• Énoncé:
Répondez à ces questions d'après la critique du spectacle :
(a) Quels deux thèmes le collectif L'Avantage du doute croise-t-il dans Encore plus, partout, tout le temps ?
(b) De quel groupe Maxence Tual est-il un ancien membre ?
(c) Sous quel nom Claire Dumas ouvre-t-elle le spectacle par un numéro d'impro ?

• Document source:
---------------

Avec Encore plus, partout, tout le temps, le collectif L’Avantage du doute croise écologie et féminisme au long d’un spectacle ultra drôle et en plein dans son époque. Toges, couches, Parques et ours blanc s’y mélangent dans un délire en tous points maîtrisé où résonnent les batailles du siècle et du moment.
Voilà un spectacle qui fait du bien à la fois aux angoissé·e·s du climat et aux énervé·e·s des structures patriarcales. Voilà un spectacle qui fait rire, qui soulage, qui se moque, qui porte une parole engagée et véhicule autant d’auto-dérision. Voilà un spectacle d’écriture de plateau avec des tirades à tomber, des punchlines mémorables et des numéros d’actrices et d’acteurs remarquables. Le collectif L’Avantage du doute, qu’on avait connu plus sage et décousu, crée un spectacle surprenant et drôle, que structurent des sujets qu’on pourrait qualifier de bobos, mais qui sont pourtant bien des préoccupations générationnelles.
Conformément à sa philosophie de base – des acteur·rices et pas de metteur·se en scène, des interprètes qui écrivent des textes retravaillés au plateau –, le collectif présente une pièce composée de petites scènes très diverses. Mais quelque chose semble avoir mûri dans leur travail, au moins depuis La légende de Bornéo. L’arrivée de Maxence Tual, ancien des Chiens de Navarre, grand ours barbu aux airs éberlués et au pouvoir comique exceptionnel, n’y est pas pour rien. Le retour de Claire Dumas, qui entame le spectacle avec un numéro d’impro en Bernard, beauf en slip kangourou évadé du ministère de la Culture, accueillant les spectateurs et chauffant la salle avec brio, non plus. Avec eux, et largement à la hauteur, Nadir Legrand, « avec ses airs d’André Dussolier », comme dirait Bernard, qui compose notamment un angoissé du climat aussi touchant que drôle ; Mélanie Bestel, femme à tout faire, celle qui panique comme celle qui raconte avec un air de bourgeoise impassible le temps que ça lui prend de s’épiler le SIF – si vous ne le savez pas, on vous laisse chercher ce que c’est ; et Judith Davis, la nullipare militante mesurée, qui excelle en cachette à bien bander son arc.

---------------

• Données fournies:
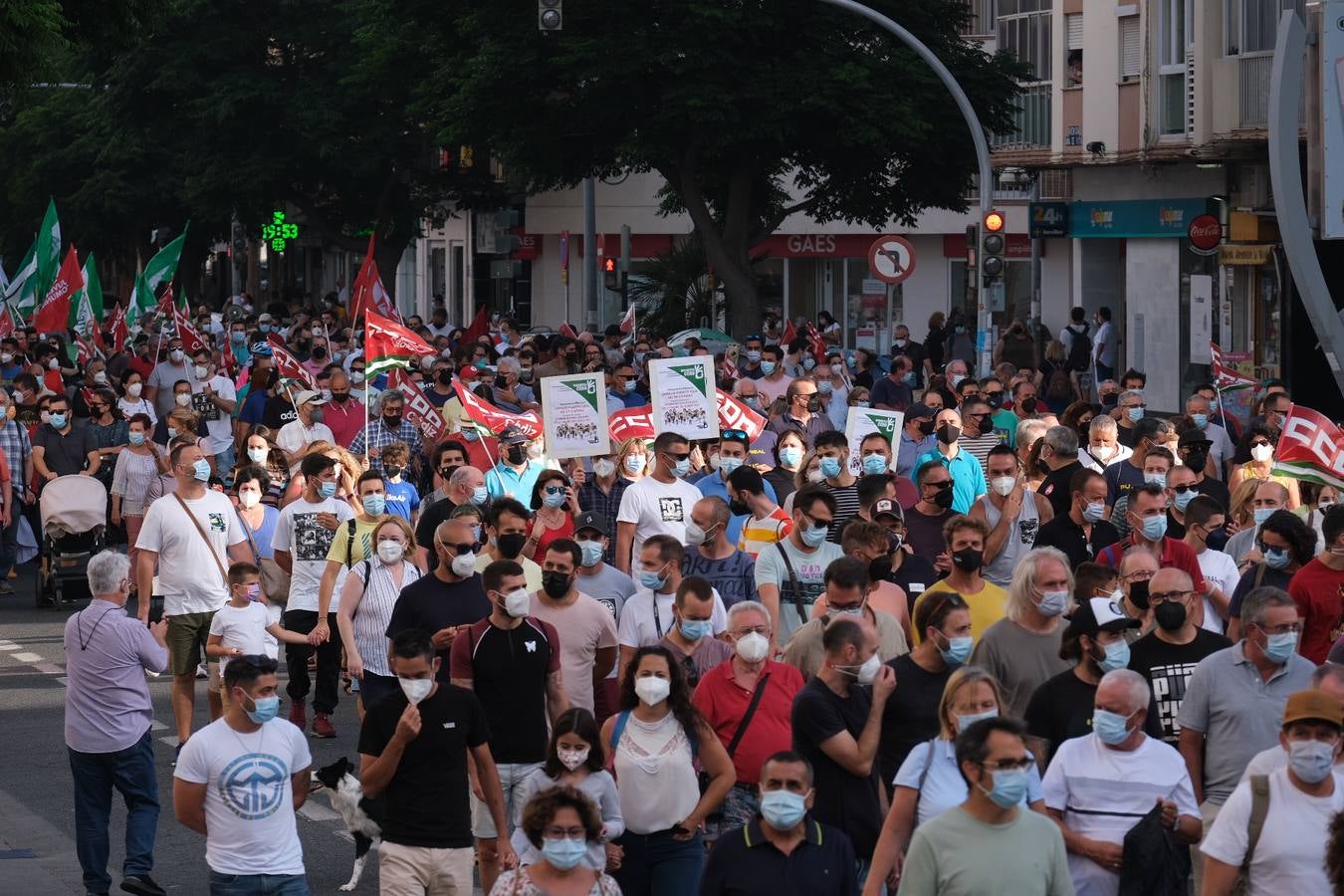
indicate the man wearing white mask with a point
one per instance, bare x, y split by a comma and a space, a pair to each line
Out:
513, 661
1012, 514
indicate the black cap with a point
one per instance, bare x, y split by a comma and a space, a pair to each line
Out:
590, 520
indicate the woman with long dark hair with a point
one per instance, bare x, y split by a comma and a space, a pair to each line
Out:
655, 741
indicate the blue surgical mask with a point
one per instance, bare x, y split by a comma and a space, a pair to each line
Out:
1009, 787
813, 537
783, 808
959, 650
266, 710
591, 553
561, 852
1279, 646
1117, 656
695, 629
1110, 727
1155, 527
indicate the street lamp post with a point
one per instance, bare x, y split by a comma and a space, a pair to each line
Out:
978, 135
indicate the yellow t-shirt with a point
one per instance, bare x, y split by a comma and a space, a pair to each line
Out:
987, 606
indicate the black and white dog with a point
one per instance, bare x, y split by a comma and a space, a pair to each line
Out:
363, 815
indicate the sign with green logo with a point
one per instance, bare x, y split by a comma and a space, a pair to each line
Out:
575, 415
684, 396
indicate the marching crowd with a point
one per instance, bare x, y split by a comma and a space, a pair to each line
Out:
1025, 644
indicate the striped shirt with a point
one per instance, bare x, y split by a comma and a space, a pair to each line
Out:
757, 535
131, 479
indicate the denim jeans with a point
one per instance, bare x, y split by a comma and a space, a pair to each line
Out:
257, 884
130, 772
659, 865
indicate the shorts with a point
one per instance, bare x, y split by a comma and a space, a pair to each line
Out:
185, 638
511, 780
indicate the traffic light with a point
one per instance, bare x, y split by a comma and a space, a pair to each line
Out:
550, 15
992, 245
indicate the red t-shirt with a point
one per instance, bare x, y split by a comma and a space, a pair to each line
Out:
723, 703
1319, 592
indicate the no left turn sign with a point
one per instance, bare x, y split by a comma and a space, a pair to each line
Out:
891, 260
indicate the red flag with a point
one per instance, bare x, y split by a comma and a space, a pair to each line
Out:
191, 340
54, 314
288, 365
1310, 448
388, 344
492, 418
419, 410
479, 327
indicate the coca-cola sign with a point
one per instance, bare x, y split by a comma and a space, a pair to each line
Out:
1206, 234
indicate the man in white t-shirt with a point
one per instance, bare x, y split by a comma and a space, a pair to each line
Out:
659, 504
190, 535
1289, 857
239, 781
214, 398
303, 539
296, 435
647, 617
1099, 784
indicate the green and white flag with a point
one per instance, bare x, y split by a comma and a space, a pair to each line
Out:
47, 250
163, 266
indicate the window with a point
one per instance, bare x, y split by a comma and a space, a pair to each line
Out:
1131, 61
1172, 27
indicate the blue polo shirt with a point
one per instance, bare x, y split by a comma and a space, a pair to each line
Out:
968, 479
503, 480
713, 487
744, 861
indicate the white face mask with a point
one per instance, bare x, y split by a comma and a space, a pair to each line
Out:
652, 689
415, 689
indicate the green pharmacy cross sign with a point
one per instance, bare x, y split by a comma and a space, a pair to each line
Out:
277, 233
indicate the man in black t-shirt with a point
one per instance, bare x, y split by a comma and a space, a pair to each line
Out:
442, 602
1167, 656
413, 750
836, 729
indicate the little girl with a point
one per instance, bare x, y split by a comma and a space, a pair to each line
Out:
574, 758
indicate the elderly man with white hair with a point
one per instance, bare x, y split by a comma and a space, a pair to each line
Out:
1098, 786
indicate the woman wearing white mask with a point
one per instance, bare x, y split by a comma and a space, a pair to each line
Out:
131, 396
655, 742
367, 598
930, 781
574, 760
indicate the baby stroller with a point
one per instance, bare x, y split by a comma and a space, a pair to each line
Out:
74, 522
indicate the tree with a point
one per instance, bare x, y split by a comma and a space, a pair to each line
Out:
752, 111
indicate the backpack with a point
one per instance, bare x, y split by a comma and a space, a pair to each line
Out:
1079, 349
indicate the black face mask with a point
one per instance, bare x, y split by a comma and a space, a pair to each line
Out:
557, 584
968, 559
1170, 615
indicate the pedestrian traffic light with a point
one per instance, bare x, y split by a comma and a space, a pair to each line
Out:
550, 15
992, 246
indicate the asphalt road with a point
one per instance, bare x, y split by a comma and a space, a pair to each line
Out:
37, 810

---------------

• Corrigé:
(a) L'écologie et le féminisme.
(b) Les Chiens de Navarre.
(c) Bernard.